TO DO: Return each line in the entries below that contains the word "street". Case matters.

DATASET RECORDS:
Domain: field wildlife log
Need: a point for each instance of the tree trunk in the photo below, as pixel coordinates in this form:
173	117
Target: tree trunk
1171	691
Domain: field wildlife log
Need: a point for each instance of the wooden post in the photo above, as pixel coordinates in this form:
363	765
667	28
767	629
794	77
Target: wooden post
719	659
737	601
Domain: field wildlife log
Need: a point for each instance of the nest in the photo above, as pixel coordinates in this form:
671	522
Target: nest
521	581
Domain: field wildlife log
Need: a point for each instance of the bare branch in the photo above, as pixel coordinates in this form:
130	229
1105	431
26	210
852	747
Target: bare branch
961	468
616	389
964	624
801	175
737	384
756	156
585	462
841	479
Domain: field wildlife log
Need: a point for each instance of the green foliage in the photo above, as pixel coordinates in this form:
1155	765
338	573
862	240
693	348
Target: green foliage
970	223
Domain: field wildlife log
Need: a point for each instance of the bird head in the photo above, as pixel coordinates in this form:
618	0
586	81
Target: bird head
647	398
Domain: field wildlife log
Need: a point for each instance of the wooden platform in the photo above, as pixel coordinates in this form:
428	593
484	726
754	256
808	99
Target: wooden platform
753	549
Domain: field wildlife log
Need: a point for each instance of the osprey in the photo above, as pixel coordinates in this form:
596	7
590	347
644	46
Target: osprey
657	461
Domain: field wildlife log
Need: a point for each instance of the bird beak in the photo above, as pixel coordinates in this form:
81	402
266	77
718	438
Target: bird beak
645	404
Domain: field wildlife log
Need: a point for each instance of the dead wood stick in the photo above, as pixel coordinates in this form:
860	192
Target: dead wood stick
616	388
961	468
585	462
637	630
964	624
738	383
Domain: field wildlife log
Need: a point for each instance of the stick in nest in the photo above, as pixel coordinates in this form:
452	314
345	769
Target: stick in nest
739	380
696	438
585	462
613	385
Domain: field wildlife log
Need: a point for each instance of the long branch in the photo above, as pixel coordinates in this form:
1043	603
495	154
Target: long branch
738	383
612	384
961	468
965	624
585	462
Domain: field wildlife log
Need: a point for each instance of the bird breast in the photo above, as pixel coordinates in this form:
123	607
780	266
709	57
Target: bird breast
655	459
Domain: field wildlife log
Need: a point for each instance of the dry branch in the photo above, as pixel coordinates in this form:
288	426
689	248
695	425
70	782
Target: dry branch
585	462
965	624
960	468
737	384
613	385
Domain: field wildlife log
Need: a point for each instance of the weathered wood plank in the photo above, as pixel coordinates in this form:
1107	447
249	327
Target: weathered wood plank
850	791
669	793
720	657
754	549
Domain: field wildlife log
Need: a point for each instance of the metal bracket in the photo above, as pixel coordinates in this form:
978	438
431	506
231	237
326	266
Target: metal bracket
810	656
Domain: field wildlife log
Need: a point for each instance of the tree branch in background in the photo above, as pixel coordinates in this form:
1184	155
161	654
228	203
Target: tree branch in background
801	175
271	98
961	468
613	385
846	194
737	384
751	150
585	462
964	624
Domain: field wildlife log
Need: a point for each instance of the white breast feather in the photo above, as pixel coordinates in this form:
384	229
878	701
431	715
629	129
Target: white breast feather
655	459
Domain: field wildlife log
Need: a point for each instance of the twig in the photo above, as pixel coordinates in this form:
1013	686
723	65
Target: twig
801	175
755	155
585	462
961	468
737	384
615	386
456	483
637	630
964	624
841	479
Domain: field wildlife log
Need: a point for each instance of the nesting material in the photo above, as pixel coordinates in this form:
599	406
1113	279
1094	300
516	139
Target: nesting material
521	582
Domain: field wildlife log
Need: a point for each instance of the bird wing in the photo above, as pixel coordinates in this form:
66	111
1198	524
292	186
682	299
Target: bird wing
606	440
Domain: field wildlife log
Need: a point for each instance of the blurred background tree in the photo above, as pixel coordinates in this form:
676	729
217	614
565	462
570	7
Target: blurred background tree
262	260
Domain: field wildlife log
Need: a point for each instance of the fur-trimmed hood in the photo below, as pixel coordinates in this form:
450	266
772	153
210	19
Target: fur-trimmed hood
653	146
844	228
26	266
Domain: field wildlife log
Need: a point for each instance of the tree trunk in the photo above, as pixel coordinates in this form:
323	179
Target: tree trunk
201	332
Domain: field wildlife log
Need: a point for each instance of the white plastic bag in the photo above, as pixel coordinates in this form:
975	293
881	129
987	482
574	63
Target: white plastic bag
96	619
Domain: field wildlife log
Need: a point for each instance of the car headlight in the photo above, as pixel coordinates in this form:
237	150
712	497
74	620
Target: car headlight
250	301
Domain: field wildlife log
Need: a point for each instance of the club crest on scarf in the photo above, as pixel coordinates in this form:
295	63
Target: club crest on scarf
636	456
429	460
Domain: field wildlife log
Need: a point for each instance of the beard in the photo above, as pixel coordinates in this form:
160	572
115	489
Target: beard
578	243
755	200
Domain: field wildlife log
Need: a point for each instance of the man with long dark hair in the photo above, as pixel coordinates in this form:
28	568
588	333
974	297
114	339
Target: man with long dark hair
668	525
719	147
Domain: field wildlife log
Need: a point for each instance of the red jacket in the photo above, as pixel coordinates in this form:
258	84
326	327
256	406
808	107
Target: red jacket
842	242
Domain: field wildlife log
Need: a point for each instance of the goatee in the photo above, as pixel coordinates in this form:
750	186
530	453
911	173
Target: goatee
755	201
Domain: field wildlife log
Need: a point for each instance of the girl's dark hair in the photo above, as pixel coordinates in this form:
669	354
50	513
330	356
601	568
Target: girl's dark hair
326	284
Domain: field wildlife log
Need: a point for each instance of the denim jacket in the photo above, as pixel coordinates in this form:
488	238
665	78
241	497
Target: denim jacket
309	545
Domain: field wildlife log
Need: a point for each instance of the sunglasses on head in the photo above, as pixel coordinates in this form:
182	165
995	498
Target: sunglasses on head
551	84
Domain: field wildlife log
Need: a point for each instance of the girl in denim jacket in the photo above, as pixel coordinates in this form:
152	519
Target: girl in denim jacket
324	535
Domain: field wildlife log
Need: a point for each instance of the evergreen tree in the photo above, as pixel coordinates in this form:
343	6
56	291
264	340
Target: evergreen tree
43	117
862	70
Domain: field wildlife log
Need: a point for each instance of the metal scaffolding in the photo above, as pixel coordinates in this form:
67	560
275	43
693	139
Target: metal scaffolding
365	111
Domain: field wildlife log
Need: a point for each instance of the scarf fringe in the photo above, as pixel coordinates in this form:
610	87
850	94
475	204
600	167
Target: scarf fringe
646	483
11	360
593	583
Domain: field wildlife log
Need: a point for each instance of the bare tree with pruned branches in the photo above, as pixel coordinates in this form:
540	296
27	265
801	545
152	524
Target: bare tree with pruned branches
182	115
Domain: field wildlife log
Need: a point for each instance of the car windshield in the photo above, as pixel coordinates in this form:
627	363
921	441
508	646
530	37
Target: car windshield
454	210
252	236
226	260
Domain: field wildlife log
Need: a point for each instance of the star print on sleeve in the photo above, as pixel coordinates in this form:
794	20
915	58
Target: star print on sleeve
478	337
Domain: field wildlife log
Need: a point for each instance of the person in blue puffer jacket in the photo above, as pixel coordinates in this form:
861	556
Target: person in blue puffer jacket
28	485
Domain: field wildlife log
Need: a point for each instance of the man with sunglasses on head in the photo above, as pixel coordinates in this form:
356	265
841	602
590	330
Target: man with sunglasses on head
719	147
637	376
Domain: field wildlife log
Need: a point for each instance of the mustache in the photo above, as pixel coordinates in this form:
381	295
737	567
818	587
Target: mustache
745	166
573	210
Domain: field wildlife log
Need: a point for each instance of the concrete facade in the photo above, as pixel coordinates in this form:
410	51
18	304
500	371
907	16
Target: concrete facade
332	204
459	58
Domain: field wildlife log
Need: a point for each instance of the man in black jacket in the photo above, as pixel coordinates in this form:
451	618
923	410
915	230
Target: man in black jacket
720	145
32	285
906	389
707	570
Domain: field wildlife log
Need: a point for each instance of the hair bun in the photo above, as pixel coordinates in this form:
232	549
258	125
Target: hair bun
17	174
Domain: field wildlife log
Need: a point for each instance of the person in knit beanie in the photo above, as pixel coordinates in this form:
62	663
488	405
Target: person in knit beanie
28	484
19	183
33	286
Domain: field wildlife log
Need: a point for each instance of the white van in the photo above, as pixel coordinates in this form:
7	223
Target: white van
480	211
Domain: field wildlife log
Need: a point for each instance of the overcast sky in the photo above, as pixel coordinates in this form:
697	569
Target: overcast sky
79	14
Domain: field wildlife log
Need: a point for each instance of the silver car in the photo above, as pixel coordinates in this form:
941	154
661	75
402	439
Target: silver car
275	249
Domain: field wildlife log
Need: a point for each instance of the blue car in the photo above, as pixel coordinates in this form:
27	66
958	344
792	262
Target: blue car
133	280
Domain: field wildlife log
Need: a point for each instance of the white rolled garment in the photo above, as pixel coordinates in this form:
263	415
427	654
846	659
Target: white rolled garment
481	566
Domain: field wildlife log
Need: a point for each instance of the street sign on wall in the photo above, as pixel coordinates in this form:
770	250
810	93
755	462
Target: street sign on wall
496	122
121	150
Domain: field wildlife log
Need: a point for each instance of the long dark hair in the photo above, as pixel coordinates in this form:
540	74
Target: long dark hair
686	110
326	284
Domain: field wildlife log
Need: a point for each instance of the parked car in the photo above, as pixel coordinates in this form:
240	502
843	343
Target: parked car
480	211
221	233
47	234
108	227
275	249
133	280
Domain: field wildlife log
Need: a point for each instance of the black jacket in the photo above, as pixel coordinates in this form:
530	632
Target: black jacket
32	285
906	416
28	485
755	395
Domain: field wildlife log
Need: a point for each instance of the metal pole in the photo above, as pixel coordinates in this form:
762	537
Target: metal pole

THE RESPONSE:
Need: a point for each instance of the street sign on wall in the photo above, as pixel coordinates in this form:
Target: street sign on wall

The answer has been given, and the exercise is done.